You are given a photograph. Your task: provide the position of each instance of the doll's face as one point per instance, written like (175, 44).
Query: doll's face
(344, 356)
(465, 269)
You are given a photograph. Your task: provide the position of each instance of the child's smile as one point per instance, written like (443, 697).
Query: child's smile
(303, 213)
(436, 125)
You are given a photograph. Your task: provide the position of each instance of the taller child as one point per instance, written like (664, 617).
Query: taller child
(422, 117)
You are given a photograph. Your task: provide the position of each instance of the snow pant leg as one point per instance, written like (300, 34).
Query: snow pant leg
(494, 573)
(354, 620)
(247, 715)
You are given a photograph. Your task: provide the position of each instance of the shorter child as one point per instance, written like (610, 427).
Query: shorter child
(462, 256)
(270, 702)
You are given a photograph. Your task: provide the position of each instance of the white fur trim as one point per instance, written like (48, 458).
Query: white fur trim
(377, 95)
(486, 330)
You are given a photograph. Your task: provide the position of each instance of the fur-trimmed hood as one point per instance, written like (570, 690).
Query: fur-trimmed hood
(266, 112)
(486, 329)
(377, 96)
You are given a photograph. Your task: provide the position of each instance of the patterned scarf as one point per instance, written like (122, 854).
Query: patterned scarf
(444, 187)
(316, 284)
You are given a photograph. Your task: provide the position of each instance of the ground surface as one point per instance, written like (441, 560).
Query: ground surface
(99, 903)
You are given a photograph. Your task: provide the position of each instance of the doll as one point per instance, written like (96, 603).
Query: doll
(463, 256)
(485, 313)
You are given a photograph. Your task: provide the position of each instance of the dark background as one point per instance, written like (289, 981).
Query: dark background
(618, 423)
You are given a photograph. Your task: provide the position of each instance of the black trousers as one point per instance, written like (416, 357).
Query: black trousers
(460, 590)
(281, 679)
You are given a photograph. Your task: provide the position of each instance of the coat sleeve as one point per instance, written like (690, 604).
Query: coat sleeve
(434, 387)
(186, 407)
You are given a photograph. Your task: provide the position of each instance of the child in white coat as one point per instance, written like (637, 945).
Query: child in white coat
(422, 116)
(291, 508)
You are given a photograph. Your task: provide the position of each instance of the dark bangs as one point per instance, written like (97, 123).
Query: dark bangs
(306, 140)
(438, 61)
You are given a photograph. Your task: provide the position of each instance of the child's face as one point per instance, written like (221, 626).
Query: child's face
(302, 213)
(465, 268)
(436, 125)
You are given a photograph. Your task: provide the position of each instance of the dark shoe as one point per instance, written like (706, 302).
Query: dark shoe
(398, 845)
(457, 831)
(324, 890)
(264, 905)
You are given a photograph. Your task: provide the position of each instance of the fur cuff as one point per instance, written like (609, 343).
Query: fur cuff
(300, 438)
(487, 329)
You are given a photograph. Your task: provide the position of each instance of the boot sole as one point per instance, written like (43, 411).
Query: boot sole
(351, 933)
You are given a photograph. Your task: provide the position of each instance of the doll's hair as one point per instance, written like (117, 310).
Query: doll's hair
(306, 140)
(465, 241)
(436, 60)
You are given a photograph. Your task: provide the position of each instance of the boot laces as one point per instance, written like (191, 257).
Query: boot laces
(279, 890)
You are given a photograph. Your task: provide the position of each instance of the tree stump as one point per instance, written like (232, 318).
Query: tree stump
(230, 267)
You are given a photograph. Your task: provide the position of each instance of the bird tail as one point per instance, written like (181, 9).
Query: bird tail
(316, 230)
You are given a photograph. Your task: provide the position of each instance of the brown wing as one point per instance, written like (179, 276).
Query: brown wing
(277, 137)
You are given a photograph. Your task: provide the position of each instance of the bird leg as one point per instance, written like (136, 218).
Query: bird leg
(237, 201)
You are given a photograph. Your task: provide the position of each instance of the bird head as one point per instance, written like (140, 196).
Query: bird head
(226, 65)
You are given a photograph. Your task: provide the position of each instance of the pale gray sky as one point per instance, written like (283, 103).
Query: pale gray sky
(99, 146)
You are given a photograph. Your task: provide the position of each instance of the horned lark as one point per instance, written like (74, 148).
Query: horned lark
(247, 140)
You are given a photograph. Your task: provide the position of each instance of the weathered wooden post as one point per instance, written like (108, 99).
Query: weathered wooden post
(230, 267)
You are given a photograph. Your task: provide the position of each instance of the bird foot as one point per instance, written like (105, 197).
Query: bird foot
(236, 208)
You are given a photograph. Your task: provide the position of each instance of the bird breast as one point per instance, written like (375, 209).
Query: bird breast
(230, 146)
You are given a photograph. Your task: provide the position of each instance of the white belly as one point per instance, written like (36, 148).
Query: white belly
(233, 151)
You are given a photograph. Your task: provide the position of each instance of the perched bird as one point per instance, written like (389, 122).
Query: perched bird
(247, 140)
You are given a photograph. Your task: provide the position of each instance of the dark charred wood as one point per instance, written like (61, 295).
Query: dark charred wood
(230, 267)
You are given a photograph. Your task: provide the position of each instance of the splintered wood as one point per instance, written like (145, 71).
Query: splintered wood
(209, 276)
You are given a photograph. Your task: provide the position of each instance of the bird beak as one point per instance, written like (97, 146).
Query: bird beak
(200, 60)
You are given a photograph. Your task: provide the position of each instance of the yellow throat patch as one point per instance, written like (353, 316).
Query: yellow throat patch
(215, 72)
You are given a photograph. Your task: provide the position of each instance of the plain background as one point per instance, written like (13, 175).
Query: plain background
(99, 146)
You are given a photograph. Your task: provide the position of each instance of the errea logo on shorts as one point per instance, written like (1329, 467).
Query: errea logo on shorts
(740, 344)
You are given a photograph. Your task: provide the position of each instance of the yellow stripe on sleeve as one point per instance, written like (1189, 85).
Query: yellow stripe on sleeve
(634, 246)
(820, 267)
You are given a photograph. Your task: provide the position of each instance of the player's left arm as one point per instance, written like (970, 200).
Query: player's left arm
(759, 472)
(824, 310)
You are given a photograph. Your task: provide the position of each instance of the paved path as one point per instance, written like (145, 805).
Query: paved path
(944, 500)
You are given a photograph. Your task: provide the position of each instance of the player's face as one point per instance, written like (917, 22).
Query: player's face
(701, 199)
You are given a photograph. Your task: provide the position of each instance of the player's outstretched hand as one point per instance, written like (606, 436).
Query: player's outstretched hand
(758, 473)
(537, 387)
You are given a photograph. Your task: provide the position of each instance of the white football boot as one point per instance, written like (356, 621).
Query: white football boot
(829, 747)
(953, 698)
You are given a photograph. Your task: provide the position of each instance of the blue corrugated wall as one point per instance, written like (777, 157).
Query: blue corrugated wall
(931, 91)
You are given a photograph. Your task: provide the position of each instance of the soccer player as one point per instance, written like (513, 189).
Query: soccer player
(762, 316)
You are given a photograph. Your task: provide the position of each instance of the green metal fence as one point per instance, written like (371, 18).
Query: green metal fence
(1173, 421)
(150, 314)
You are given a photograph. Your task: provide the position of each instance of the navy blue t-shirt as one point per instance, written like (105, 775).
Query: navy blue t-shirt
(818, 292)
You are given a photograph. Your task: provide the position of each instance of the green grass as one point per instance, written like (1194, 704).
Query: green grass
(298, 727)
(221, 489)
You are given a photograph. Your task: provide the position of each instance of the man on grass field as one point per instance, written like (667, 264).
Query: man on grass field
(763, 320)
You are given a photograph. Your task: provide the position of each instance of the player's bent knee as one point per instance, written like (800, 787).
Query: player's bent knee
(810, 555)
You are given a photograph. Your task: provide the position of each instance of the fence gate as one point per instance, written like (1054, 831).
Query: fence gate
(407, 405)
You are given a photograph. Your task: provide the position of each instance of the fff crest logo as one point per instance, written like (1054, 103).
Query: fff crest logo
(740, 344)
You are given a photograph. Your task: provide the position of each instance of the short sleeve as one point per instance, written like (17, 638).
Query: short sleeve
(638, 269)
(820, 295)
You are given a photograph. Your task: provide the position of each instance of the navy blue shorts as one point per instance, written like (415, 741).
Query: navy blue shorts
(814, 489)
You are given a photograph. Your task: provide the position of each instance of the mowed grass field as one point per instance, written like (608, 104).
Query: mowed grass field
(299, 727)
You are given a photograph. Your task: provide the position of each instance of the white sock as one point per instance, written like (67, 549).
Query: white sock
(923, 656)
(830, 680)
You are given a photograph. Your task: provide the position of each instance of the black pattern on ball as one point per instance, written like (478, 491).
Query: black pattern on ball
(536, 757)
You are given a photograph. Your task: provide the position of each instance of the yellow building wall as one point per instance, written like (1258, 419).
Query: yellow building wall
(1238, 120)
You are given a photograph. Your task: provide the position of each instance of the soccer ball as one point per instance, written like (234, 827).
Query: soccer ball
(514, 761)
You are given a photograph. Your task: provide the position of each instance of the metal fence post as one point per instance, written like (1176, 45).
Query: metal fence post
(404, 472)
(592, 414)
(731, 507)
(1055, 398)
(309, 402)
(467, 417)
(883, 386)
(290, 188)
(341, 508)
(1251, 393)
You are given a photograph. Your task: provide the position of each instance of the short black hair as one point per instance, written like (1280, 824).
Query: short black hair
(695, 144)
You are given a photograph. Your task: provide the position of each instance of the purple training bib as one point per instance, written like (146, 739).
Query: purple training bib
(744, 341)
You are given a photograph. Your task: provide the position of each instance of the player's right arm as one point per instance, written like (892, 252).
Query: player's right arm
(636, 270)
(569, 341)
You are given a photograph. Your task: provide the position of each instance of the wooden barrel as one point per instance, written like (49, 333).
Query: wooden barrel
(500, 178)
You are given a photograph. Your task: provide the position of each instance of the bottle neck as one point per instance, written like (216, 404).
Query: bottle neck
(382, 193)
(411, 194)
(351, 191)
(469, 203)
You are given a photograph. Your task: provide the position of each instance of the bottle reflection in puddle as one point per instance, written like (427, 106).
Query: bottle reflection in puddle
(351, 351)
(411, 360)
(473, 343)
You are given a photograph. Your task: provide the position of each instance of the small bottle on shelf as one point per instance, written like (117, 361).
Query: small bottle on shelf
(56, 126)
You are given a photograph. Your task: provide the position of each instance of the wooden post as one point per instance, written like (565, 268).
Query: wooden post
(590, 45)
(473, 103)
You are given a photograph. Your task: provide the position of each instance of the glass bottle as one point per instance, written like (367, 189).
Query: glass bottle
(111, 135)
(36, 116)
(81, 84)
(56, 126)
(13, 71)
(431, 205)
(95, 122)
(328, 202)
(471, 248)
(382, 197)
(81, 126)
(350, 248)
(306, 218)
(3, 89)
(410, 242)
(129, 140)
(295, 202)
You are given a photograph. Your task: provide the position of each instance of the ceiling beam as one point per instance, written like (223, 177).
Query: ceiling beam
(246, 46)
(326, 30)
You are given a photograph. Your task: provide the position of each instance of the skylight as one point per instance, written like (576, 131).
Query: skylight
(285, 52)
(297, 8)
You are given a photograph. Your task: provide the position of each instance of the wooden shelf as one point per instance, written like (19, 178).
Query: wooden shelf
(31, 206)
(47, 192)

PROMPT: Extract, exactly as they appear, the lines from the one containing "like (49, 333)." through the final line.

TASK RESULT:
You are given a photograph. Your task: provide the position of each instance of the wooden barrel as one point per instance, written like (49, 333).
Query: wooden barrel
(500, 178)
You are given a photograph. Your task: provide the position of each instance of the bottle neck as one point per instance, written like (216, 404).
Query: bottle neck
(382, 193)
(411, 194)
(351, 191)
(469, 203)
You are given a photograph. Your task: provide the position of each instance of the bottle reflection in puddle as one point per instance, written like (427, 106).
Query: bottle reflection in puddle
(351, 351)
(411, 360)
(473, 343)
You are given a photograph. Your task: provide the position of each instance of the small bottle on shelf as one point per instance, written like (117, 361).
Query: small bottle on shelf
(56, 126)
You are given a photograph. Your task: provide the position of each instance of the wooden post as one point per instance, written like (565, 268).
Query: wooden post
(590, 45)
(473, 103)
You are given a photograph. Your task: provide the position of each instance of the glass bottle as one point per instance, written like (367, 189).
Query: glass bottle
(111, 135)
(36, 116)
(81, 84)
(56, 126)
(13, 71)
(431, 205)
(95, 122)
(328, 202)
(471, 248)
(382, 197)
(81, 126)
(350, 248)
(306, 218)
(3, 89)
(410, 242)
(129, 140)
(295, 202)
You are given a photograph. Your task: provide the position of each instance of the ceiling beam as one point per instance, written like (223, 177).
Query: ceiling beam
(246, 46)
(326, 30)
You are given a photograph. Your task: provide the position of each instance of the skylight as one point per instance, written like (576, 131).
Query: skylight
(285, 52)
(297, 8)
You are given a photograph. Your task: provide the position of each instance of the wooden shelf as one point per instance, written like (19, 178).
Query: wooden shelf
(31, 206)
(47, 192)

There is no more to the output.